=== TEXTO APRESENTADO ===
_ _ _ _ _ _ _

Seria necessário um comité científico para determinar se
uma reprotoxina tem um efeito sem limiar antes de os requisitos preventivos
serem plenamente aplicados. Este seria um processo moroso e não seria capaz de
ter em conta o efeito cocktail que resulta de múltiplas exposições.
A solução negociada entre organizações sindicais e organizações
patronais da indústria química foi chamada de "a mais eficaz em termos de
redução do risco reprodutivo", mas seria a opção mais dispendiosa para as
empresas.
O estudo continha múltiplos enviesamentos que
o levaram a esta conclusão.
Em primeiro lugar, teve de começar por avaliar o número
de trabalhadores que beneficiariam de uma prorrogação da diretiva para incluir
reprotoxinas, para as quais não existem dados europeus.
O consórcio utilizou dados do inquérito Sumer realizado
em França em 2010. Constatou que 1,5% dos homens e 0,6% das mulheres estavam
expostos no trabalho a pelo menos um dos seis agentes reprotóxicos. Para
compensar que este inquérito se limitasse a apenas seis agentes (ou grupos de
agentes), o consórcio duplicou as percentagens. No entanto, houve ainda uma
grave subestimação dos números reais afetados.
Por exemplo, o inquérito Sumer não considerou a exposição
a pesticidas, o que explica porque é que o seu valor para a exposição a
reprotoxinas agrícolas é de 0%. Também não há qualquer menção a substâncias
citostáticas e outros medicamentos cujos efeitos reprotóxicos estejam
amplamente documentados.

_ _ _ _ _ _ _

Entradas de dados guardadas
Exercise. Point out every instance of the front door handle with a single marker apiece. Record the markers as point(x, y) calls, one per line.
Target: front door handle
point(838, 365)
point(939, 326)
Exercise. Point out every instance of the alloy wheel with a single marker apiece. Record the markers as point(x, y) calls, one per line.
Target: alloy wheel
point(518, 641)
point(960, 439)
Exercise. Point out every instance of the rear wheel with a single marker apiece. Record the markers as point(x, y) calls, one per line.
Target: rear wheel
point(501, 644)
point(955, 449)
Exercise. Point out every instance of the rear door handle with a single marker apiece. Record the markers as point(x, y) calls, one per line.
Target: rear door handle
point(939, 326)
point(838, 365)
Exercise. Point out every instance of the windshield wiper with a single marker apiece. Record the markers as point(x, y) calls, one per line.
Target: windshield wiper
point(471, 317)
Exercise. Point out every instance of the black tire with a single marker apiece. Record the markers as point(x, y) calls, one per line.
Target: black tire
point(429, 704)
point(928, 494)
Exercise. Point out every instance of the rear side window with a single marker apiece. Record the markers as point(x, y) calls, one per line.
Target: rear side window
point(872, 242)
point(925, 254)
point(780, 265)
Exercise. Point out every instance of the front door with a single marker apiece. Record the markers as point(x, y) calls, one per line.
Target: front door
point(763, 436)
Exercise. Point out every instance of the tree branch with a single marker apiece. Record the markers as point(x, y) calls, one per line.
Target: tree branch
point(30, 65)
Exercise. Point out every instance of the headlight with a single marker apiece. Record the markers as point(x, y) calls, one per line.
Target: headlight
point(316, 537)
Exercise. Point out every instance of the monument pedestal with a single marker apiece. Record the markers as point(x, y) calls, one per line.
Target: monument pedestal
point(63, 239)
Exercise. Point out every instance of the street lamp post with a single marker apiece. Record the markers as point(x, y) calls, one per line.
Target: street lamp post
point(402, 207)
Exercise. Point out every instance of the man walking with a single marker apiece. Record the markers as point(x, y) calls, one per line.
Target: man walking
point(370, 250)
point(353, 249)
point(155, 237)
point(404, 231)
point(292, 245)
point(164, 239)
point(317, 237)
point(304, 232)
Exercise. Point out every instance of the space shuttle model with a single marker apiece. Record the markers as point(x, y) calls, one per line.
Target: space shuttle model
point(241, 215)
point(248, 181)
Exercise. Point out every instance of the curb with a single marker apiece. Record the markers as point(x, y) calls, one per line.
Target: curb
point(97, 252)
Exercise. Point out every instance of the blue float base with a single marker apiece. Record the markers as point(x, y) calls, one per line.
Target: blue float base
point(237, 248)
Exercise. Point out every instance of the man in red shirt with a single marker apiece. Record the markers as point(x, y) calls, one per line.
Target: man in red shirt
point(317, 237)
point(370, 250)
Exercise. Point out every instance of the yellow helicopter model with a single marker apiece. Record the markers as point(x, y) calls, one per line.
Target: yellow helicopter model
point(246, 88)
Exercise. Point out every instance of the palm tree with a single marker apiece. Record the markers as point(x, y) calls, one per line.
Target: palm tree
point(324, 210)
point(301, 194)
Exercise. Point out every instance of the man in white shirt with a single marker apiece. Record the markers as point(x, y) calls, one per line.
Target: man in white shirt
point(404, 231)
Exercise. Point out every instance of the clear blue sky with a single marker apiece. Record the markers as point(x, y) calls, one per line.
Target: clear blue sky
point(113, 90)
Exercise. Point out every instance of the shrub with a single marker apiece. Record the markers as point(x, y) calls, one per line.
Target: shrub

_ _ _ _ _ _ _

=== PROBLEMAS E TAREFAS ===
(A) Responda, com base no texto sobre as reprotoxinas:
(i) Em que país e em que ano foi realizado o inquérito Sumer?
(ii) Segundo esse inquérito, que percentagem das mulheres estava exposta no trabalho a pelo menos um dos seis agentes reprotóxicos?
(iii) Qual é o valor que o inquérito Sumer dá para a exposição a reprotoxinas agrícolas?
(B) Transcreva sem alterações um trecho do texto sobre as reprotoxinas. Comece nas palavras "O consórcio utilizou" e pare depois de "números reais afetados.".
(C) Prossiga o texto sobre as reprotoxinas a partir da última frase apresentada.
As entradas não têm qualquer relação com o texto sobre as reprotoxinas.

=== RESPOSTAS POR ORDEM ===
(A)
(i) Em França, em 2010.
(ii) 0,6%.
(iii) 0%.

(B)
O consórcio utilizou dados do inquérito Sumer realizado
em França em 2010. Constatou que 1,5% dos homens e 0,6% das mulheres estavam
expostos no trabalho a pelo menos um dos seis agentes reprotóxicos. Para
compensar que este inquérito se limitasse a apenas seis agentes (ou grupos de
agentes), o consórcio duplicou as percentagens. No entanto, houve ainda uma
grave subestimação dos números reais afetados.

(C)
O inquérito
indicou que 13% dos trabalhadores estão expostos a solventes. Alguns destes
solventes são reprotóxicos, tais como N-Metil-2-pyrrolidone (NMP) e DMF (N,
N-Dimetilformamide), mas embora o consórcio reconhecesse a importância dos
disruptores endócrinos, não os influenciou nos seus cálculos.
A segunda extrapolação deles é ainda mais problemática.
Para extrapolar os dados franceses para toda a UE, os consultores reduziram
drasticamente os números. Decidiram dividir o número de mulheres expostas por
um fator de 90 (em comparação com o inquérito Sumer) e os homens por um fator
de 25*.
De acordo com o consórcio, o número de homens expostos a
um risco de saúde reprodutiva em toda a União Europeia situa-se entre 22 000 e
61 000, e para as mulheres o número situa-se entre 3 000 e 8 000. Estes números
são significativamente inferiores aos registados em França para apenas seis
agentes.
No entanto, nenhum dado de campo apoiou o que parece ser
uma manipulação dos números. O inquérito Sumer contém informações sobre a
intensidade da exposição, a frequência e a adoção de medidas preventivas. Os
consultores decidiram que apenas as situações mais graves constituíam um risco.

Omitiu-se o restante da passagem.